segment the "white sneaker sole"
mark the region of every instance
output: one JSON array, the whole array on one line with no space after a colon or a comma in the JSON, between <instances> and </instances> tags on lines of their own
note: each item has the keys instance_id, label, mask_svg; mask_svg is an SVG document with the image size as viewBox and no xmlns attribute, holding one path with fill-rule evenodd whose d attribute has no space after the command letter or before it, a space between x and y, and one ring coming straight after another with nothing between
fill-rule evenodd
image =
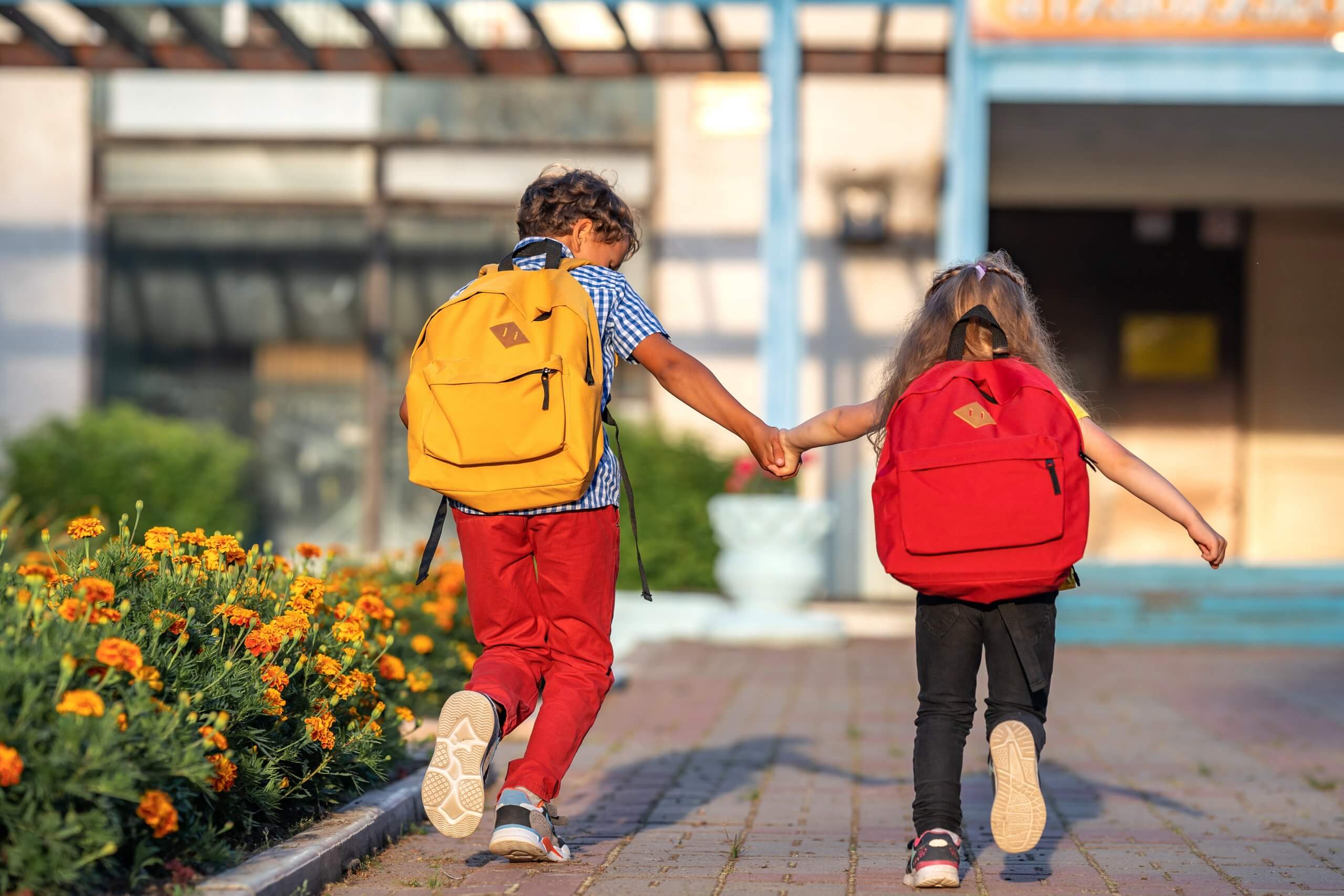
<instances>
[{"instance_id":1,"label":"white sneaker sole","mask_svg":"<svg viewBox=\"0 0 1344 896\"><path fill-rule=\"evenodd\" d=\"M1015 720L999 723L989 735L989 755L995 760L989 829L999 849L1024 853L1040 842L1046 830L1046 798L1040 793L1031 729Z\"/></svg>"},{"instance_id":2,"label":"white sneaker sole","mask_svg":"<svg viewBox=\"0 0 1344 896\"><path fill-rule=\"evenodd\" d=\"M570 848L556 849L550 840L542 838L535 830L505 827L491 837L491 852L511 862L564 862L570 860Z\"/></svg>"},{"instance_id":3,"label":"white sneaker sole","mask_svg":"<svg viewBox=\"0 0 1344 896\"><path fill-rule=\"evenodd\" d=\"M905 876L906 887L927 889L933 887L961 887L961 869L952 865L930 865Z\"/></svg>"},{"instance_id":4,"label":"white sneaker sole","mask_svg":"<svg viewBox=\"0 0 1344 896\"><path fill-rule=\"evenodd\" d=\"M438 713L434 758L425 770L421 802L445 837L470 837L485 814L485 751L495 732L495 704L458 690Z\"/></svg>"}]
</instances>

========

» **WHAT TO PRODUCE**
Write the records out once more, exactly as they appear, with no pictures.

» **WRITTEN ANSWER**
segment the "white sneaker sole"
mark the region of every instance
output: one JSON array, the whole array on one line with no space after a colon or a comma in the JSON, between <instances> and </instances> tags on lines of their own
note: each item has the keys instance_id, label, mask_svg; mask_svg is an SVG document with the image size as viewBox and no xmlns attribute, holding one path with fill-rule evenodd whose d attribute has no space after the command letter or before it, a space between x and y, and one ring coming straight after another with nothing between
fill-rule evenodd
image =
<instances>
[{"instance_id":1,"label":"white sneaker sole","mask_svg":"<svg viewBox=\"0 0 1344 896\"><path fill-rule=\"evenodd\" d=\"M1015 720L999 723L989 735L989 755L995 760L989 829L999 849L1024 853L1040 842L1046 830L1046 798L1040 793L1031 729Z\"/></svg>"},{"instance_id":2,"label":"white sneaker sole","mask_svg":"<svg viewBox=\"0 0 1344 896\"><path fill-rule=\"evenodd\" d=\"M570 848L556 849L550 840L542 838L535 830L505 827L491 837L491 852L511 862L564 862L570 860Z\"/></svg>"},{"instance_id":3,"label":"white sneaker sole","mask_svg":"<svg viewBox=\"0 0 1344 896\"><path fill-rule=\"evenodd\" d=\"M905 876L906 887L927 889L933 887L961 887L961 869L952 865L930 865Z\"/></svg>"},{"instance_id":4,"label":"white sneaker sole","mask_svg":"<svg viewBox=\"0 0 1344 896\"><path fill-rule=\"evenodd\" d=\"M438 713L434 758L425 770L421 802L445 837L470 837L485 814L485 751L495 732L495 704L458 690Z\"/></svg>"}]
</instances>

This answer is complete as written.